The group filed a class action anti-trust lawsuit against World Poker Tour Enterprises, Inc. late last year. This was followed in April this year by a request from the players for a summary jurdgement, now denied.

WPT's legal counsel Adam Pliska applauded the Judge's decision, saying: "We are very pleased with Judge Wright's order denying the Motion for Summary Judgment. We feel that this decision confirms our contention that this case is without merit."

Some of the players have refused to play in WPT events until the issue is resolved, claiming that the WPT restrictions deny fans the chance to see top players competing. There is as yet no indication of when the issue will be heard in full in court, and there has thus far been little indication that a settlement might be achieved.
what is the issue? WPT doesn't allow "pros" to enter anymore?

i don't know what harm it could do to have a "pro tour" like golf, where the top 500 or so poker pros (the names everyone knows) have their own private circuit. this would be better for tv, and i know a lot of the "old boys" and the big names seriously dislike how internet/amateur players play against them. calling down a star to try and bust them, super aggressive play mostly preflop, etc.

you could still have open tournaments, but the tour/circuit events could be for card-carrying members of that league only. and of course you could easily have more circuits for the other career players, like european and north american tours. and it would take great performance to get promoted to the "big" league, maybe only the top money winner or the overall highest finisher (or a more advanced ranking like tennis has) from each circuit would get a free pass into the "world" tour. a tiered system would be good for the household names and the up and comers.
Quote: ....that the releases that players are required to sign before they can play in WPT events infringed on their personal property rights and prevented them from pursuing their livelihood of professional poker. Unquote

It's more to do with individual image and reputation rights.

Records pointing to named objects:
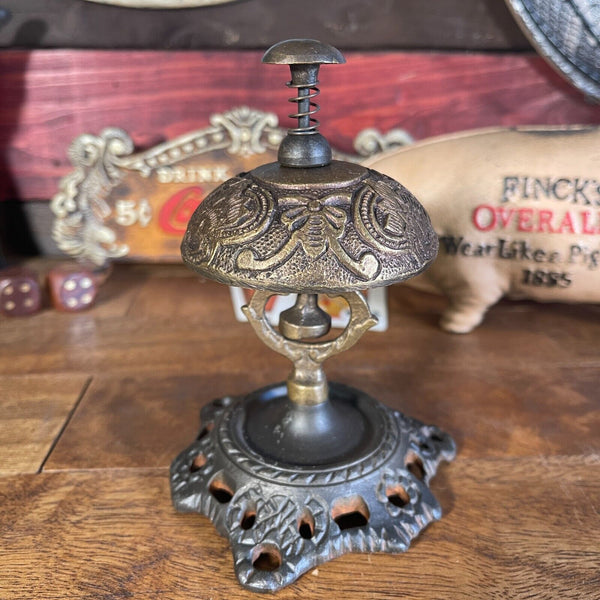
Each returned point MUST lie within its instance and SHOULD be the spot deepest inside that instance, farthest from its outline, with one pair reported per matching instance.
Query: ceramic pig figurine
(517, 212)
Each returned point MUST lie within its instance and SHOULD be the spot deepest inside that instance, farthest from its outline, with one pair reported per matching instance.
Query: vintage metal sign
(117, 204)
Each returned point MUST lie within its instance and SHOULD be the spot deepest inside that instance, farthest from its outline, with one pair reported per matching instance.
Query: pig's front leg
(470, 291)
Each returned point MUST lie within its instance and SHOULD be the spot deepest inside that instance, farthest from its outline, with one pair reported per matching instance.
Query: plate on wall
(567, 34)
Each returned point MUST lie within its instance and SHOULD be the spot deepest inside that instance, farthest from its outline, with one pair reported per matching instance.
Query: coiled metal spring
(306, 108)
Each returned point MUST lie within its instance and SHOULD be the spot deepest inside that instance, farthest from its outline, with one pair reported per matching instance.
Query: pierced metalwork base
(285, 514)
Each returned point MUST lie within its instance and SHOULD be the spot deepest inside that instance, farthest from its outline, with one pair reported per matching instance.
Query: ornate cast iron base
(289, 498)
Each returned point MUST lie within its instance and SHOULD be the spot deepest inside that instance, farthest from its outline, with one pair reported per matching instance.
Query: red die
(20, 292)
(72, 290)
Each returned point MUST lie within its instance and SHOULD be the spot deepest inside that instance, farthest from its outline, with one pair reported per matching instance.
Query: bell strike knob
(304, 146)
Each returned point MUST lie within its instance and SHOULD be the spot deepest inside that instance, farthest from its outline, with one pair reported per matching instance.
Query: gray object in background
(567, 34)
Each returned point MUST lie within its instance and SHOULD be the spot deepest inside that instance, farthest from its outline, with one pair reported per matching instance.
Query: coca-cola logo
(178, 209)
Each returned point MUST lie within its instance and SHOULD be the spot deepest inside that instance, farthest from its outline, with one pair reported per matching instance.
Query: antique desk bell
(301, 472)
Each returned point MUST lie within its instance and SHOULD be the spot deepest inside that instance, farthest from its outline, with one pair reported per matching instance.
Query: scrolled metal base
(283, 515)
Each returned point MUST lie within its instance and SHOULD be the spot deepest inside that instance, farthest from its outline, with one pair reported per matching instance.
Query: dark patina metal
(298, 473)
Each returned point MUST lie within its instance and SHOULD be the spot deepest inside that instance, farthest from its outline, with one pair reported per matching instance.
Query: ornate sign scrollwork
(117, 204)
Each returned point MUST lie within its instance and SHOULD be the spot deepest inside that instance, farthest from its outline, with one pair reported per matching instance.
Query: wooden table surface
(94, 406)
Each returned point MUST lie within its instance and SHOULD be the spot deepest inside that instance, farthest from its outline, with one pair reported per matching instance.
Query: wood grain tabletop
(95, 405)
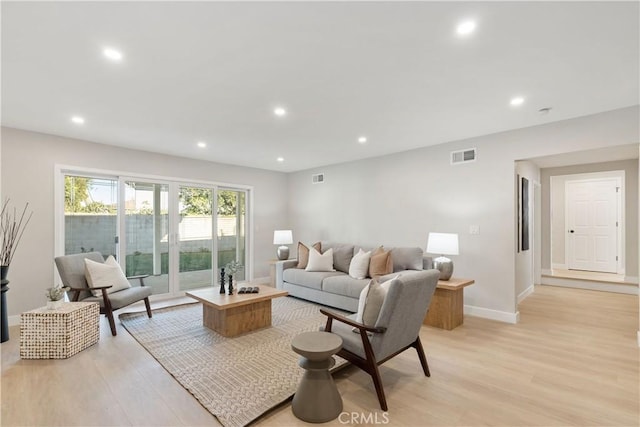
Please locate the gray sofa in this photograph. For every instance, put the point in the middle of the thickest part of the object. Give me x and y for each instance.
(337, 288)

▸ Problems to work on:
A - Find every line in the rows that contains the word "ornate" and copy each one.
B - Pick up the poker lawsuit discussion from where it stops and continue it.

▸ Solved tasks:
A -
Query: ornate cast iron base
Query: ornate sign scrollwork

B -
I had a discussion with Annie Duke at UB about this. Her opinion (which I agree with) is that WPT used their images in direct violation of other agreements tmany pros had already made. For example Annie Duke has (had?) an endorsement deal with Ultimate Bet, her image was being used to promote WPT's online poker room. Her contract with UB forbids this not to mention it is shady for the WPT to force you to be used in promotions beyond broadcasting of the event. Many other pros holding deals with Stars and Full Tilt agree and are all along together. She told me at the table many of the pros walked about of an event refusing to sign away. OTOH nobody forces you to play in these tournaments.
I can understand the concern of pros to protect their right to manage the "property" of their images and names....and how sponsors or associates other than WPT may feel about WPT trying to exercise some control over this.

Your point is well made that noone is forcing them to play in WPT tourneys. I guess WPT events constitute a significant enough portion of the available earning pool to motivate the pros into contesting the release form requirement - perhaps in the hope of eventually getting a settlement.

Unfortunately that doesn't look likely right now, and some bad feeling on both sides is a dangerous possibility.

That's a pity because these are big names that can enhance interest and publicity on WPT events and television coverage.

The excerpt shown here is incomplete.